◆ **WHAT TO DO**:
A: Reproduce the part of the Access date-format thread from "I am not familar" to "to be returned.".
B: In the Access date-format thread, what format string is passed to Format when building the WHERE clause?
C: For each statement, say whether the Access date-format thread agrees, and quote the words that decide it.
(i) Allan Murphy says he is familiar with .NET.
(ii) With date_input as 2007-01-31 8:33:19.000, date_out becomes 31/01/2007.
(iii) The year is extracted with Mid starting at position 1 and taking 4 characters.

◆ **PASSAGE**:

** Begin **

I am only familiar with SQL string constructs within the Access VBA environment, but there have been instances where we wanted to ensure a specific date format - this is the string we used:

strSql = strSql & " WHERE OrderDate = #" & Format(OrderDate, "DD MMM YYYY") & "# "

Hope this helps!

[Allan Murphy]

I am not familar with .NET or SQl but I can offer a solution that works in Access using VBA.

Access has a function called MID that is used to return a Variant (String) containing a specified number of characters from a string.
Mid(string, start[, length])
string is the string from which the characters are to be returned, start is the starting position in the string and length is how many charcters to be returned.


In the coding below using
date_input as 2007-01-31 8:33:19.000
date_out becomes 31/01/2007

function date_out( date_input) as date
Dim date_input As String
Dim date_out As Date
Dim year_out As String
Dim month_out As String
Dim day_out As String

' extract the year
year_out = Mid(date_input, 1, 4)

** End **

◆ **RECORDED DATA**:

** Begin **

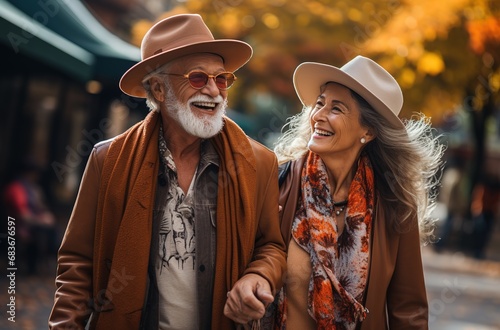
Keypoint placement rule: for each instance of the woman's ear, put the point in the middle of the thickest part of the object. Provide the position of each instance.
(369, 136)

** End **

◆ **SOLUTION LIST**:
A:
I am not familar with .NET or SQl but I can offer a solution that works in Access using VBA.

Access has a function called MID that is used to return a Variant (String) containing a specified number of characters from a string.
Mid(string, start[, length])
string is the string from which the characters are to be returned, start is the starting position in the string and length is how many charcters to be returned.

B: "DD MMM YYYY"

C:
(i) No: "I am not familar with .NET or SQl"
(ii) Yes: "date_out becomes 31/01/2007"
(iii) Yes: "year_out = Mid(date_input, 1, 4)"